● DATASET ENTRIES:
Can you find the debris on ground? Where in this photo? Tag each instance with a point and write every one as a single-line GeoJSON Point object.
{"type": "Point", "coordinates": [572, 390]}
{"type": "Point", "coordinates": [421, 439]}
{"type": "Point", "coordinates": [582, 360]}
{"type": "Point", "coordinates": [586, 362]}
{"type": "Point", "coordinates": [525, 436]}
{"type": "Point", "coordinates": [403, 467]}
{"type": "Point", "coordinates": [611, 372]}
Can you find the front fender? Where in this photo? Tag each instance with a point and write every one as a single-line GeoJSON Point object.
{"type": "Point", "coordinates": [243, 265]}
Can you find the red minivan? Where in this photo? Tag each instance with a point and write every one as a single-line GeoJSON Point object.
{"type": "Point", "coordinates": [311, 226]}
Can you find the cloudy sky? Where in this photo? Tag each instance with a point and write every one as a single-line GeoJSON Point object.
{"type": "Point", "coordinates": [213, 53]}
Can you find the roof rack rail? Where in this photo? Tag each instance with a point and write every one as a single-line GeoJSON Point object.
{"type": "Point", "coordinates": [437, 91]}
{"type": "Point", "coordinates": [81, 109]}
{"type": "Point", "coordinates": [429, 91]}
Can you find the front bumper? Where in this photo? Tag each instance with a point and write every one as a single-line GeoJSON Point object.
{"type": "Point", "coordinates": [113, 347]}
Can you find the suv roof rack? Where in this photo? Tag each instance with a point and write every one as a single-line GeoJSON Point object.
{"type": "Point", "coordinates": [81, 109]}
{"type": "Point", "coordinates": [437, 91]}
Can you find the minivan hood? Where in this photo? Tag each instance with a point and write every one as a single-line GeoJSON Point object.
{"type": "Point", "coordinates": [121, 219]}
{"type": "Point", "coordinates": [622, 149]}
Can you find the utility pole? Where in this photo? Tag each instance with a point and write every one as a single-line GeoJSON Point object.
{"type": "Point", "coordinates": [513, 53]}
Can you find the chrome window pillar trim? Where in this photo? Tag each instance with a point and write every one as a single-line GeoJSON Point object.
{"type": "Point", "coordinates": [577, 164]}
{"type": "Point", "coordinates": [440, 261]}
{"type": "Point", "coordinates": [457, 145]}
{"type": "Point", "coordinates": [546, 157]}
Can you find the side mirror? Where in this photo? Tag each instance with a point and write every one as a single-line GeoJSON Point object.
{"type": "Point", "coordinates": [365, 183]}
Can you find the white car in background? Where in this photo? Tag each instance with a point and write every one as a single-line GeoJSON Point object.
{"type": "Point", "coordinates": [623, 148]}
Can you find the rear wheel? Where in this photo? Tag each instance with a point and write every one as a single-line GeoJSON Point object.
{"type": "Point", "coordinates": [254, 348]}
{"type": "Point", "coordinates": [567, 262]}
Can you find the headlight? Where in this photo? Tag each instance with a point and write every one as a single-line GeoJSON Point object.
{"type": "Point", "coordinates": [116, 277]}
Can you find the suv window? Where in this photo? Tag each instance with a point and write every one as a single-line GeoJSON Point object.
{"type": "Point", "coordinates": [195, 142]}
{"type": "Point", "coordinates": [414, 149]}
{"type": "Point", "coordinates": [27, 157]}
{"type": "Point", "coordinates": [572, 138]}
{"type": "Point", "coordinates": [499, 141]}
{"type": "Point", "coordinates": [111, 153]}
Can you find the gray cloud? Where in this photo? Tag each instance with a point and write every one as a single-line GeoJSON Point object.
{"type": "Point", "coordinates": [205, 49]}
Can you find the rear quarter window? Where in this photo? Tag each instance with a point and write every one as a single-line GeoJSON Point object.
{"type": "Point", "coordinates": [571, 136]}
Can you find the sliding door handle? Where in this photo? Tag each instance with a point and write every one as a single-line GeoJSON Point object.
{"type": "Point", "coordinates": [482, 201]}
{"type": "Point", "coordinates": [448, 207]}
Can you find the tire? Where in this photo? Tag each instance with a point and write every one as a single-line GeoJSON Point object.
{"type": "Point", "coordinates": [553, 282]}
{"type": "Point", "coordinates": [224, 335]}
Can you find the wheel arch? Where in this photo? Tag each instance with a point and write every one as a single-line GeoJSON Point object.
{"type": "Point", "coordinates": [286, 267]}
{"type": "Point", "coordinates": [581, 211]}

● TASK PROMPT: Return every record, word for word.

● OUTPUT FOR THIS EXERCISE:
Can you find the debris on ground? Where in this photo? Tag each instance with a point and write every one as a single-line GeoJSON Point object.
{"type": "Point", "coordinates": [572, 390]}
{"type": "Point", "coordinates": [421, 439]}
{"type": "Point", "coordinates": [582, 360]}
{"type": "Point", "coordinates": [586, 362]}
{"type": "Point", "coordinates": [525, 436]}
{"type": "Point", "coordinates": [403, 467]}
{"type": "Point", "coordinates": [611, 372]}
Can you find the front fender? Where in this photo? Tag each instance with a point and write every one as a single-line GeoJSON Point object.
{"type": "Point", "coordinates": [243, 265]}
Can you find the red minivan? Where in this photo? Tag each instance with a point and write every one as a single-line GeoJSON Point object.
{"type": "Point", "coordinates": [311, 226]}
Can you find the cloudy sky? Where in this photo? Tag each instance with a point and write every one as a single-line GeoJSON Point object.
{"type": "Point", "coordinates": [213, 53]}
Can you find the roof rack rail? Where in this photo? Tag each instance with a point and write every one as a single-line GeoJSON Point object.
{"type": "Point", "coordinates": [437, 91]}
{"type": "Point", "coordinates": [81, 109]}
{"type": "Point", "coordinates": [429, 91]}
Can you find the front bumper? Where in this photo? Tag each instance with a point and write every one as a single-line GeoJSON Point object.
{"type": "Point", "coordinates": [113, 347]}
Can you find the suv roof rack? Where in this photo? Tag each instance with a point and write every one as a single-line GeoJSON Point object.
{"type": "Point", "coordinates": [81, 109]}
{"type": "Point", "coordinates": [437, 91]}
Can you find the minivan hood? Where in this photo? Tag each instance with a point and write every one as a single-line GeoJSON Point object.
{"type": "Point", "coordinates": [121, 219]}
{"type": "Point", "coordinates": [622, 149]}
Can you find the utility pole? Where in this photo? Tag each instance with a point and write every one as a single-line GeoJSON Point object.
{"type": "Point", "coordinates": [513, 53]}
Can you find the chrome window pillar trim? Where in this photo? Tag each instance with a point and write every one as a single-line GeoJSON Point object.
{"type": "Point", "coordinates": [577, 164]}
{"type": "Point", "coordinates": [440, 261]}
{"type": "Point", "coordinates": [457, 145]}
{"type": "Point", "coordinates": [546, 157]}
Can you find the side mirror? Where in this photo? Tag each instance with a point and write every one as a single-line GeoJSON Point object.
{"type": "Point", "coordinates": [365, 183]}
Can you find the white car in background? Where in this photo? Tag each instance with a point and write every one as a single-line GeoJSON Point object.
{"type": "Point", "coordinates": [623, 148]}
Can you find the rear wheel? Where in this photo? Tag each instance with a point and write every one as a single-line GeoJSON Point object.
{"type": "Point", "coordinates": [254, 348]}
{"type": "Point", "coordinates": [567, 262]}
Can you find the headlight? Where in this photo? Tag each instance with a point and write every one as a single-line GeoJSON Point object.
{"type": "Point", "coordinates": [116, 277]}
Can you find the suv window? Where in this photo? Tag each instance with a point and write every one as a single-line GeoJSON Point object.
{"type": "Point", "coordinates": [195, 142]}
{"type": "Point", "coordinates": [414, 149]}
{"type": "Point", "coordinates": [27, 157]}
{"type": "Point", "coordinates": [572, 138]}
{"type": "Point", "coordinates": [499, 141]}
{"type": "Point", "coordinates": [111, 153]}
Can you find the gray cloud? Where in this photo? Tag each instance with a point and write every one as a single-line GeoJSON Point object.
{"type": "Point", "coordinates": [205, 49]}
Can you find the rear quarter window? Where in this photo? Tag each instance with a point and write every one as a single-line GeoJSON Point object.
{"type": "Point", "coordinates": [571, 136]}
Can you find the sliding door handle? Where in this photo? Tag each instance with a point and write every one as a single-line GeoJSON Point object.
{"type": "Point", "coordinates": [482, 201]}
{"type": "Point", "coordinates": [448, 207]}
Can you find the tire? Where in this photo? Tag each instance with a point and write every one as a single-line GeoJSON Point object.
{"type": "Point", "coordinates": [553, 282]}
{"type": "Point", "coordinates": [224, 335]}
Can you find the wheel arch? Where in this photo? Tag each instance with a point and write every one as a single-line GeoJSON Point object.
{"type": "Point", "coordinates": [286, 267]}
{"type": "Point", "coordinates": [581, 211]}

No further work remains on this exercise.